[TEXTE DE LECTURE]
____

THE SOCIAL NETWORK de David Fincher, L'analyse de M. Bobine (2)
On a déjà vu qu'un des enjeux de The Social Network
était la disparition d'un ordre social au profit d'un nouvel ordre émergent…
mais ce que pointent Fincher et Sorkin,
c'est que l'objectif de Zuckerberg n'est pas de mettre en place
un ordre social plus égalitaire.
Pour eux, il n'est pas motivé par un quelconque idéal
mais par son ambition et sa frustration de ne pas être reconnu à sa juste valeur.
À partir de là,
il ne peut que reproduire les hiérarchies arbitraires
de l'ordre social précédent.
Cette idée n'est pas neuve dans l'oeuvre de Fincher.
Elle était déjà au centre de Fight Club
où, faute d'une assise théorique et politique forte,
la frustration du narrateur le menait à épouser une idéologie fascisante.
Il y a dans The Social Network énormément de réminiscence de Fight Club.
Comme le soulignait Nicolas Marceau sur le site de l'Ouvreuse.net,
le personnage de Sean Parker évoque facilement à celui de Tyler Durden.
Dans les deux cas,
on a une figure qui fascine le protagoniste par son attitude et son discours…
et dans les deux cas, cette figure de mentor ne se préoccupe pas
d'accorder ses paroles et ses actes.
Tout comme Tyler Durden,
Sean Parker ne parle que de s'attaquer au système
mais dans les faits,
il se plaît à profiter des mêmes privilèges et avantages
ue l'élite qu'il prétend détester.

____

Lignes d'un jeu de données
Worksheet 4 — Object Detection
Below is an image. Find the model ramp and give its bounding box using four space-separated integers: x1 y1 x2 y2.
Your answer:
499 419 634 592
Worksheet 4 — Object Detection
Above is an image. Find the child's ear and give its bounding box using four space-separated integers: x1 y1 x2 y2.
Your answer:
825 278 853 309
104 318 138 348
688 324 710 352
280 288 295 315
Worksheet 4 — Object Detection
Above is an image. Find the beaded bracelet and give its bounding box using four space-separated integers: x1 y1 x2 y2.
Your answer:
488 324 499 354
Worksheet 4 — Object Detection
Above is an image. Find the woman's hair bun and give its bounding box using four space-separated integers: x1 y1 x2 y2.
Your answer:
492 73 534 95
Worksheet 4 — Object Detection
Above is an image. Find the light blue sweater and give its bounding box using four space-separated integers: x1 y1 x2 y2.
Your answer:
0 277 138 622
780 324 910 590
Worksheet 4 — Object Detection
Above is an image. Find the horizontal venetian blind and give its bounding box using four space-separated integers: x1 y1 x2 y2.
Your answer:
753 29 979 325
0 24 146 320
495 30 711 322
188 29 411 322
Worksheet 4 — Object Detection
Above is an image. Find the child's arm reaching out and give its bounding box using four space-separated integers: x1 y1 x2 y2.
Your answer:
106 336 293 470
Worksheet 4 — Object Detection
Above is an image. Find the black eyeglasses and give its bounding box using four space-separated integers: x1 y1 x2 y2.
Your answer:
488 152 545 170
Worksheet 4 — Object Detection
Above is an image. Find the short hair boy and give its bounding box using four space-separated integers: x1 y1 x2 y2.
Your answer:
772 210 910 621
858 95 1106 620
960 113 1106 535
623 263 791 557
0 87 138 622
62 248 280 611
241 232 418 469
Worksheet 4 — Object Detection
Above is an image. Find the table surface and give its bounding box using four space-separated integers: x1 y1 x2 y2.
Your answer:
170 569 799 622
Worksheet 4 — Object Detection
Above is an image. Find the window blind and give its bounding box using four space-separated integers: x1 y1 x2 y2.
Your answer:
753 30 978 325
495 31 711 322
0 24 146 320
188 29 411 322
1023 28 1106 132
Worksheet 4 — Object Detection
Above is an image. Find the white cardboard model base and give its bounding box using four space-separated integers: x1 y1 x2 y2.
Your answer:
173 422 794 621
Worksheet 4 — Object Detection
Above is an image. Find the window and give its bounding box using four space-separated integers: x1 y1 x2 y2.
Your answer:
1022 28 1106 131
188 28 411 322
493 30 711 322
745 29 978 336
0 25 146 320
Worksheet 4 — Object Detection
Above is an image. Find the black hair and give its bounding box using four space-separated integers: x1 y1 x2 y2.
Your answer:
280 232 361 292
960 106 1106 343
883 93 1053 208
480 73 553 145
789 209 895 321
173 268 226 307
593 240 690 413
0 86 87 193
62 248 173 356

____

[CONSIGNE] D'après l'analyse de The Social Network, pourquoi Zuckerberg ne peut-il que reproduire les hiérarchies arbitraires de l'ordre social précédent ? Répondez en une à trois phrases. Répondez en vous fondant uniquement sur l'analyse.

[RÉPONSE] Pour Fincher et Sorkin, Zuckerberg n'est motivé par aucun idéal. Il agit par ambition et par frustration de ne pas être reconnu à sa juste valeur. Comme il ne cherche pas à instaurer un ordre social plus égalitaire, il ne peut que reproduire les hiérarchies arbitraires de l'ordre précédent.